Job → Print each line of the items below verbatim, leaving out the pictures.

Region-labeling items →
+ + + + + + +

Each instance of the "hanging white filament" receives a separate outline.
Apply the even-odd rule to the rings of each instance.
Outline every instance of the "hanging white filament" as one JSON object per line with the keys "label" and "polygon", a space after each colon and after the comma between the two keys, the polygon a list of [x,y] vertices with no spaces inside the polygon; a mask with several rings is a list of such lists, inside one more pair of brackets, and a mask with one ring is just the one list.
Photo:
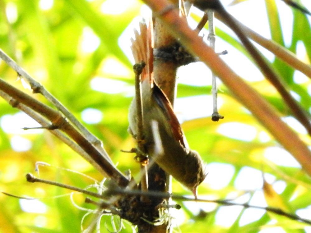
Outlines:
{"label": "hanging white filament", "polygon": [[152,135],[154,140],[155,154],[157,156],[163,154],[164,151],[162,145],[162,141],[160,136],[159,131],[159,124],[156,121],[151,121],[151,128],[152,130]]}
{"label": "hanging white filament", "polygon": [[69,171],[70,172],[72,172],[72,173],[75,173],[76,174],[79,174],[79,175],[82,176],[83,176],[86,177],[88,179],[90,179],[94,182],[95,183],[99,183],[99,181],[97,180],[96,179],[95,179],[92,177],[90,176],[88,176],[87,175],[86,175],[84,173],[82,173],[82,172],[80,172],[80,171],[75,171],[74,170],[72,170],[71,169],[69,169],[68,168],[66,168],[64,167],[59,167],[57,166],[54,166],[53,165],[51,165],[51,164],[45,162],[42,162],[42,161],[39,161],[36,162],[36,163],[35,164],[35,171],[37,172],[38,174],[38,176],[39,176],[39,166],[47,166],[51,167],[53,167],[55,168],[56,168],[57,169],[60,169],[62,170],[64,170],[64,171]]}
{"label": "hanging white filament", "polygon": [[[112,226],[113,228],[113,231],[111,231],[109,230],[108,229],[108,227],[107,226],[107,223],[106,222],[105,222],[105,227],[106,227],[106,230],[107,230],[110,233],[118,233],[118,232],[120,232],[121,231],[121,230],[122,230],[123,228],[125,228],[124,225],[122,222],[122,219],[121,218],[118,221],[118,224],[119,225],[119,229],[117,229],[117,227],[116,226],[115,223],[114,222],[114,216],[111,215],[110,218],[110,221],[111,223],[111,226]],[[118,220],[118,219],[117,219]],[[100,223],[100,222],[99,223]],[[98,232],[97,233],[100,233],[100,232]]]}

+ + + + + + +

Final result →
Each instance of the "hanging white filament" receives a separate outline.
Apply the even-odd rule to the rings of each instance.
Outline every instance of the "hanging white filament" as one JSON object per line with the keys "label" and "polygon", a space after each colon and after the comma between the two keys, the polygon a list of [x,y] vertices with no spaces inside the polygon; a mask with several rings is a list of such lists, inside one more pair of brackets, and a mask with one ring is just the one list.
Photo:
Outlines:
{"label": "hanging white filament", "polygon": [[152,135],[154,140],[155,154],[157,156],[163,154],[164,151],[162,145],[162,141],[160,136],[159,131],[159,124],[156,121],[151,121],[151,128],[152,130]]}
{"label": "hanging white filament", "polygon": [[69,171],[70,172],[72,172],[72,173],[75,173],[76,174],[79,174],[79,175],[82,176],[83,176],[86,177],[88,179],[90,179],[94,182],[95,183],[99,183],[99,181],[97,180],[96,179],[95,179],[92,177],[90,176],[88,176],[87,175],[86,175],[84,173],[82,173],[82,172],[80,172],[80,171],[75,171],[74,170],[72,170],[71,169],[69,169],[68,168],[66,168],[64,167],[59,167],[57,166],[54,166],[53,165],[51,165],[51,164],[45,162],[42,162],[42,161],[39,161],[36,162],[36,163],[35,164],[35,171],[37,172],[38,174],[38,176],[39,176],[39,166],[47,166],[51,167],[53,167],[55,168],[56,168],[57,169],[60,169],[62,170],[64,170],[64,171]]}
{"label": "hanging white filament", "polygon": [[[112,226],[113,228],[113,231],[111,231],[109,230],[108,229],[108,227],[107,226],[107,223],[106,222],[105,222],[105,227],[106,227],[106,230],[107,230],[110,233],[118,233],[118,232],[120,232],[121,231],[121,230],[122,230],[123,228],[125,228],[124,225],[122,222],[122,219],[121,218],[118,221],[118,224],[119,225],[119,229],[117,229],[117,227],[116,226],[115,223],[114,222],[114,216],[111,215],[110,218],[110,221],[111,223],[111,226]],[[118,220],[118,219],[117,219]],[[100,223],[100,222],[99,223]],[[98,232],[97,233],[100,233],[100,232]]]}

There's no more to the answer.